═══ EXERCISE INPUT

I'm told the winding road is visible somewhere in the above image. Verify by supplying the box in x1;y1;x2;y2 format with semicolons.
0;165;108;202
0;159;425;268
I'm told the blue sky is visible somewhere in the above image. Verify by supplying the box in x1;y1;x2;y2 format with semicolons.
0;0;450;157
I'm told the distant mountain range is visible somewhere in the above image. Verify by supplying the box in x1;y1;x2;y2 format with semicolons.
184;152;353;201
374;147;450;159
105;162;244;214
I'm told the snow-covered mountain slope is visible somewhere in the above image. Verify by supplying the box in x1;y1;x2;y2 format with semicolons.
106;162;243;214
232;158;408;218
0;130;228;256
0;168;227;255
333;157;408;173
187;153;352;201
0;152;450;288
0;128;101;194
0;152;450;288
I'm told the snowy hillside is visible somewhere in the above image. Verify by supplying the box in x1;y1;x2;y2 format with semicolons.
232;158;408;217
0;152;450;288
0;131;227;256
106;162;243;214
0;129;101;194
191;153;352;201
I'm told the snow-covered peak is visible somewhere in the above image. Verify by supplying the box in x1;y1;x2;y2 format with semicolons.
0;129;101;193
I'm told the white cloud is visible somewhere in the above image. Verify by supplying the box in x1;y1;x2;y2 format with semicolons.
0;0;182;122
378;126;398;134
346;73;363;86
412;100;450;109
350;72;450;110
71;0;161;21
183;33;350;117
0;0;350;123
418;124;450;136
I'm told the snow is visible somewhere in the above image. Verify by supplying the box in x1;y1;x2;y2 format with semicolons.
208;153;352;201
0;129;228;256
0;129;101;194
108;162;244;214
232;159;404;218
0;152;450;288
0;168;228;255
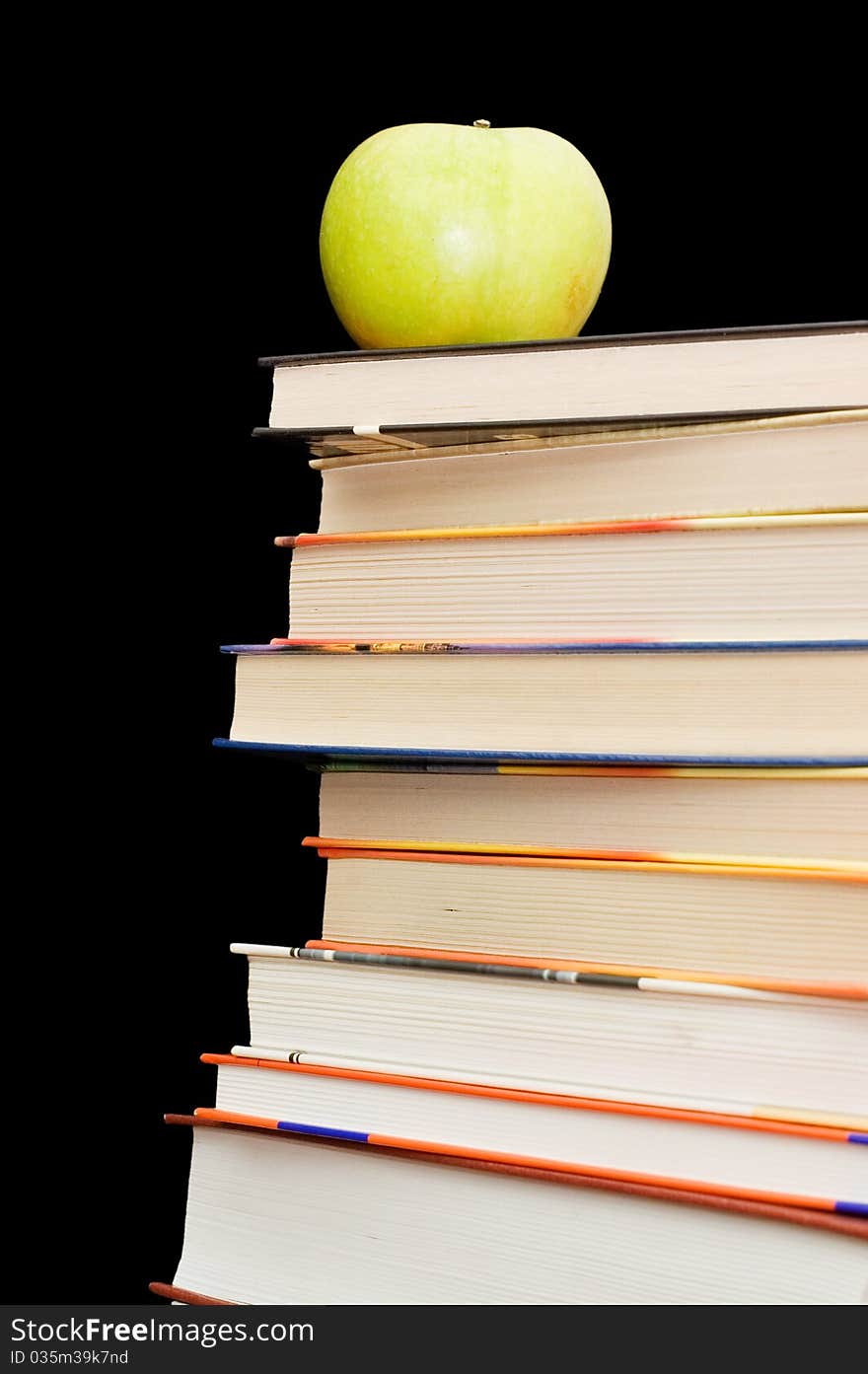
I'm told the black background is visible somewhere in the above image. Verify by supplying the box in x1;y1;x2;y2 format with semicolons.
12;69;868;1303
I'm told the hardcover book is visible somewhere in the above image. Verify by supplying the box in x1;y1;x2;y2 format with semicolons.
262;322;868;433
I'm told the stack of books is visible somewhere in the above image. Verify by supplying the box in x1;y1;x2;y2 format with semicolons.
154;325;868;1305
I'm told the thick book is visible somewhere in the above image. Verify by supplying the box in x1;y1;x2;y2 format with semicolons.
302;838;868;997
218;640;868;765
317;761;868;867
311;409;868;533
154;1118;868;1305
262;322;868;433
281;511;868;642
196;1053;868;1216
232;944;868;1120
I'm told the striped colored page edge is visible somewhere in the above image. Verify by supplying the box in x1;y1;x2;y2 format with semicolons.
211;737;868;772
199;1053;868;1146
230;940;867;1001
195;1108;868;1217
305;759;868;782
220;636;868;655
274;511;868;548
302;835;868;884
305;940;868;1005
164;1112;868;1239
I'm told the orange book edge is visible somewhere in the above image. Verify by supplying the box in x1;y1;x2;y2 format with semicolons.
199;1053;868;1144
164;1108;868;1238
302;835;868;884
274;510;868;548
305;940;868;1001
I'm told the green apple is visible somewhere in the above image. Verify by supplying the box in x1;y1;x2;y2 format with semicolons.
320;119;612;347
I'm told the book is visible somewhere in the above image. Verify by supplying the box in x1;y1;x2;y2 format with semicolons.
218;640;868;766
311;409;868;535
262;322;868;433
308;759;868;866
281;511;868;642
161;1118;868;1305
302;839;868;997
196;1053;868;1216
231;944;868;1120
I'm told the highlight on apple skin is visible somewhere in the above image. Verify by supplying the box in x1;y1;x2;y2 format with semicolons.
320;119;612;347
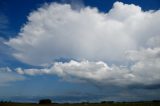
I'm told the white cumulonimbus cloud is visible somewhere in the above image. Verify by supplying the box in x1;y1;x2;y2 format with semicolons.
0;67;25;86
6;2;160;65
5;2;160;85
16;48;160;86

══════

Output each line of the records above as one string in a JSON list, skipping blank lines and leaving out the pictures.

:: SOLUTION TO THIS PROBLEM ::
[
  "I'm told the winding road is visible somewhere in the above image. Verify by supplying the box in x1;y1;x2;y2 format with semicolons.",
  "0;165;108;202",
  "0;159;425;268",
  "I'm told the blue sky is visible somewhere in the above image. Verify by supplying the box in x1;y1;x2;y2 format with semicolons.",
  "0;0;450;157",
  "I'm told the distant mountain range is visible somewhere in the above image. Verify by supplying the box in x1;y1;x2;y2 format with semicolons.",
  "184;152;353;201",
  "374;147;450;159",
  "105;162;244;214",
  "I'm told the snow-covered mountain slope is visible somewhere in the above image. Verify by supplying the box in x1;y1;x2;y2 format with semicolons.",
  "106;162;243;214",
  "232;158;408;218",
  "0;130;228;256",
  "0;168;227;255",
  "333;157;408;173",
  "187;153;352;201",
  "0;152;450;288",
  "0;128;101;194",
  "0;152;450;288",
  "I'm told the snowy hillside is visible somewhere in the above image. Verify by supplying the box in x1;y1;x2;y2 format with semicolons.",
  "232;158;408;217",
  "0;152;450;288",
  "0;131;227;256",
  "106;162;243;214",
  "0;129;101;194",
  "191;153;352;201",
  "I'm told the snow-covered peak is visible somewhere in the above image. Verify by supplying the box in x1;y1;x2;y2 format with semicolons.",
  "0;129;101;193",
  "I'm told the white cloud is visible somewhere in the above image. Verify by supplying the box in x1;y1;x2;y2 format with semicolons.",
  "0;0;182;122",
  "378;126;398;134",
  "346;73;363;86",
  "412;100;450;109",
  "350;72;450;110",
  "71;0;161;21",
  "183;33;350;117",
  "0;0;350;123",
  "418;124;450;136",
  "I'm told the snow is visible somewhere in the above image. Verify by supplying the box in x1;y1;x2;y2 format with semicolons.",
  "208;153;352;201",
  "0;129;228;256",
  "0;129;101;194",
  "108;162;244;214",
  "232;159;404;218",
  "0;152;450;288",
  "0;168;228;255",
  "I'm told the black background is visible somewhere in the above image. Verify by supplying the box in x1;y1;x2;y2 format with semicolons.",
  "12;69;868;1303",
  "I'm told the hardcover book is visible somewhere in the above image. Verify by supplying the box in x1;y1;x2;y2 format with semicolons.",
  "262;322;868;433",
  "I'm told the stack of books is visible somewhere in the above image. Verify by supplying the box in x1;y1;x2;y2 format with semicolons.",
  "154;325;868;1305",
  "I'm told the thick book is visible somewhere in the above image. Verify by supplying the box in x1;y1;x2;y2 format with semicolons.",
  "302;838;868;997",
  "218;640;868;765",
  "317;761;868;867",
  "311;409;868;533",
  "154;1118;868;1305",
  "262;322;868;433",
  "281;511;868;642",
  "196;1053;868;1216",
  "232;944;868;1120",
  "I'm told the striped colored page edge is visible somewhere in the above image. Verify by supplying the box in x1;y1;x2;y2 format with semicolons.",
  "211;737;868;772",
  "199;1053;868;1146",
  "230;940;867;1001",
  "195;1108;868;1217",
  "305;759;868;782",
  "220;636;868;655",
  "274;511;868;548",
  "302;835;868;884",
  "305;940;868;1005",
  "164;1112;868;1239",
  "I'm told the orange book edge is visible somewhere in the above image. Verify by supplying the box in x1;y1;x2;y2 format with semicolons.",
  "199;1053;868;1144",
  "164;1108;868;1238",
  "302;835;868;884",
  "274;510;868;548",
  "305;940;868;1001",
  "I'm told the green apple is visible somewhere in the above image. Verify by supplying the box in x1;y1;x2;y2 format with semicolons.",
  "320;119;612;347",
  "I'm told the book is visible somewhere in the above image. Verify by supplying the box in x1;y1;x2;y2 format with semicolons.",
  "218;640;868;766",
  "311;409;868;535",
  "262;322;868;433",
  "308;759;868;866",
  "281;511;868;642",
  "161;1118;868;1305",
  "302;839;868;997",
  "196;1053;868;1216",
  "231;944;868;1120",
  "I'm told the highlight on apple skin is visible somewhere in the above image. Verify by supplying the box in x1;y1;x2;y2 format with semicolons.",
  "320;119;612;347",
  "I'm told the white cumulonimbus cloud is visible somewhere in the above image. Verify by supplying the box in x1;y1;x2;y2 format with semicolons.",
  "0;67;25;86",
  "6;2;160;65",
  "5;2;160;85",
  "16;48;160;86"
]